Problem details: Locate the line containing "Put a point on every instance of the tree branch", then please write out that line and all the lines below it in the entries exactly.

Records from a collection
++++++++++++++++++++

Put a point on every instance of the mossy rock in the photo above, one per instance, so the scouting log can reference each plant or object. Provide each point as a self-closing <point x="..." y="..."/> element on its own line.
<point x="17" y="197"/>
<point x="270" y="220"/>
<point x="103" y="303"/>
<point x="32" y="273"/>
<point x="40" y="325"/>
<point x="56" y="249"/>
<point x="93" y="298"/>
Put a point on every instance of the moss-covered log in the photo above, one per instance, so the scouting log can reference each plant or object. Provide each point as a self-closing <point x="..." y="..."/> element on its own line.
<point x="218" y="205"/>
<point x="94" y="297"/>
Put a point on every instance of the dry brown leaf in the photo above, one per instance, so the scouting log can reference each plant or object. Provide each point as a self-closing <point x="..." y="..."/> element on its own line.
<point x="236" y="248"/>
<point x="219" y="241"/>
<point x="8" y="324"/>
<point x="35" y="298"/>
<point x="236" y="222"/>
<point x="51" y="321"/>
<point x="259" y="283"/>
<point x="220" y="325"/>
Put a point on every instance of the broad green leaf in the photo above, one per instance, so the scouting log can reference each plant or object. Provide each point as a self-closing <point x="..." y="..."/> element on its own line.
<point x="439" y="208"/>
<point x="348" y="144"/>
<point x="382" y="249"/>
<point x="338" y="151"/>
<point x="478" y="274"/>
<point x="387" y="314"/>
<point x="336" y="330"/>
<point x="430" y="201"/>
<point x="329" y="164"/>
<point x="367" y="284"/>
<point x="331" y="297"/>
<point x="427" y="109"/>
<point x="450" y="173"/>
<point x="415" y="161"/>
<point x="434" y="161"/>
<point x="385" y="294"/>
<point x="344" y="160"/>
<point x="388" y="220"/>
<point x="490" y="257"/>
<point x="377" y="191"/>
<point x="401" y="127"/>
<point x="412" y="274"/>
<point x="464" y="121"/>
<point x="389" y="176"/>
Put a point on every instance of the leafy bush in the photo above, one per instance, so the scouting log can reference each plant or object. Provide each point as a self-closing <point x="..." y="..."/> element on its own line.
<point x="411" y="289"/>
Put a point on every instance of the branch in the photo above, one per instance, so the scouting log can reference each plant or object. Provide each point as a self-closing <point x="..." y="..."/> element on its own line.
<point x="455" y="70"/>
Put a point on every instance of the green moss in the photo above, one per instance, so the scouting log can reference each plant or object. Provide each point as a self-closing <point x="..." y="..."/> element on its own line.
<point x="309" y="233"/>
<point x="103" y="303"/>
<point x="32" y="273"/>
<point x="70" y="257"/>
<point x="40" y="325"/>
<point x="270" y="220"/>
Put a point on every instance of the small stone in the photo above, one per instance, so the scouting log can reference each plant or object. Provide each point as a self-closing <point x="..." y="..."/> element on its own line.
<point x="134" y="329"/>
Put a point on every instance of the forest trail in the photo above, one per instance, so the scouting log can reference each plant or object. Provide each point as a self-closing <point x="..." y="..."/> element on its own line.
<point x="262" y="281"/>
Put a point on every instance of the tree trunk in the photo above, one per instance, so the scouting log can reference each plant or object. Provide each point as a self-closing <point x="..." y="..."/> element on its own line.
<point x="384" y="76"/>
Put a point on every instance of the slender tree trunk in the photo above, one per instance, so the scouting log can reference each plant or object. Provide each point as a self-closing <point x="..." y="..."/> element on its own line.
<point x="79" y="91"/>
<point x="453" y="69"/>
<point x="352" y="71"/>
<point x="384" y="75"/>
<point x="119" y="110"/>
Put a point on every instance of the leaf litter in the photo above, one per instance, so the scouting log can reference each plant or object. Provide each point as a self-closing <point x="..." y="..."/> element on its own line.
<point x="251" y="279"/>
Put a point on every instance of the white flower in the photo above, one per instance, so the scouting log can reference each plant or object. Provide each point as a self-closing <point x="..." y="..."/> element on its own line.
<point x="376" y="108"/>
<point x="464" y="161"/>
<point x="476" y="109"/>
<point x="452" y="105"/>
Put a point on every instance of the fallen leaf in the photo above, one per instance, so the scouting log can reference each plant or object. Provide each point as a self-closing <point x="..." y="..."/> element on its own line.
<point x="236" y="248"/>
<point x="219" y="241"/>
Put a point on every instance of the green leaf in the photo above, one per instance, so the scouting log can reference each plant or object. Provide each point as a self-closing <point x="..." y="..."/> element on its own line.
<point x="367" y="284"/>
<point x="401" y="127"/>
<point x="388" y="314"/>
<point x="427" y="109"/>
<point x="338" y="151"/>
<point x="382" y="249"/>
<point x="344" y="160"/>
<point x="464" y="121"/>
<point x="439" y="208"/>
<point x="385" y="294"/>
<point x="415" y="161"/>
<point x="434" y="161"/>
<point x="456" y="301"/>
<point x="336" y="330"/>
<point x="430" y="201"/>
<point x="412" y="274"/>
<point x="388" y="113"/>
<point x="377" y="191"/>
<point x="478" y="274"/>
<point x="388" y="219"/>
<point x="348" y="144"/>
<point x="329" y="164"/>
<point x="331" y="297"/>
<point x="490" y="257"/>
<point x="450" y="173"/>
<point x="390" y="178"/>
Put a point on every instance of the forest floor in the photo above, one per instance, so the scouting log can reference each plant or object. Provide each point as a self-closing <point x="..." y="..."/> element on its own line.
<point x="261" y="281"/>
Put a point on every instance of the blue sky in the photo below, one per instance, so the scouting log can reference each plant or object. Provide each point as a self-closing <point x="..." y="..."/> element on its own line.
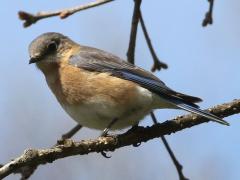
<point x="202" y="61"/>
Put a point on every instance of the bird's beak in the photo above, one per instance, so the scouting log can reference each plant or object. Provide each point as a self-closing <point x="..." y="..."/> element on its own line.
<point x="34" y="60"/>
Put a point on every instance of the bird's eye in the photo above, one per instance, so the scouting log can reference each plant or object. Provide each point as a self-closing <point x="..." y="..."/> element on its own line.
<point x="52" y="46"/>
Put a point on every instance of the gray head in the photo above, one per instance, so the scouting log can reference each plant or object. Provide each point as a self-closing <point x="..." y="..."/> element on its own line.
<point x="48" y="47"/>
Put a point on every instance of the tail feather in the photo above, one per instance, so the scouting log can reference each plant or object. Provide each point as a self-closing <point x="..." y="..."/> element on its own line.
<point x="202" y="113"/>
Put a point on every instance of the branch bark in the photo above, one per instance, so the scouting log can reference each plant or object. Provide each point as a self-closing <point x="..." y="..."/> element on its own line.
<point x="35" y="157"/>
<point x="208" y="20"/>
<point x="30" y="19"/>
<point x="133" y="34"/>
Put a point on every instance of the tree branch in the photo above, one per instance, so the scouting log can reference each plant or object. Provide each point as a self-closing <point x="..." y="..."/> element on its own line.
<point x="133" y="35"/>
<point x="208" y="16"/>
<point x="35" y="157"/>
<point x="178" y="166"/>
<point x="30" y="19"/>
<point x="157" y="65"/>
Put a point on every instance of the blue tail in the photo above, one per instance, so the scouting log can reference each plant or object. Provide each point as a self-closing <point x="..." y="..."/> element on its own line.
<point x="201" y="113"/>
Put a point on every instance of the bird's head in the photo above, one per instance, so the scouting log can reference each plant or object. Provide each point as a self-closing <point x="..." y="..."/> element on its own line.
<point x="49" y="48"/>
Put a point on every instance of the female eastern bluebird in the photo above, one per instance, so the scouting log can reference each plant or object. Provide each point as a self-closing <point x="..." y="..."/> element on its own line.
<point x="94" y="87"/>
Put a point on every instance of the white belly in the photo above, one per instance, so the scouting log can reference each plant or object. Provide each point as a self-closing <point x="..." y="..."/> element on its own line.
<point x="98" y="112"/>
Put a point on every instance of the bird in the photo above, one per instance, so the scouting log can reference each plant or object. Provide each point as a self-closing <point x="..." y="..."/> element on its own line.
<point x="98" y="89"/>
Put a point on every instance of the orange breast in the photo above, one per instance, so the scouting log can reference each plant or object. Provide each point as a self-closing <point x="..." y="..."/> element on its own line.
<point x="72" y="85"/>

++++++++++++++++++++

Complete output:
Put a point on every instance of the tree branch in the photo above, one per instance, so the scouting log can reference each plant or object. Provide each point as a self-closing <point x="..." y="..."/> element on its own line.
<point x="133" y="35"/>
<point x="208" y="16"/>
<point x="35" y="157"/>
<point x="178" y="166"/>
<point x="30" y="19"/>
<point x="157" y="65"/>
Put a point on every instance of the blue tail in the photo above, one per instance, so the scouting log can reference each plant or object. Provide each point as a self-closing <point x="..." y="..."/> element on its own line.
<point x="201" y="113"/>
Put a point on every instance of the bird's head in the photo above, one per instance, so the scouting log can reference each plant or object. Provide each point as a self-closing <point x="..." y="..."/> element on its own line.
<point x="49" y="48"/>
Put a point on every instance of the female eastern bluebird in the photo above, one per instance, so the scouting log can reference each plant or object. Provide each point as a self-closing <point x="..." y="..."/> element on its own line.
<point x="94" y="87"/>
Put a point on every instance of the white belly in the photo above, one per instance, so the scouting log can reference each plant or object. Provide each point as a self-closing <point x="..." y="..."/> element on its own line.
<point x="98" y="112"/>
Put a point on every instance of the bird in the photo above, one per instance, so the scouting log can reference each plant or object. Provide each point as a self-closing <point x="..." y="..."/> element on its own line.
<point x="98" y="89"/>
Put a point on every instance of the orange breast in the photo above, one per instance, so the scouting log can reference each plant or object. Provide each point as a self-closing <point x="..." y="..."/> element on its own line.
<point x="72" y="85"/>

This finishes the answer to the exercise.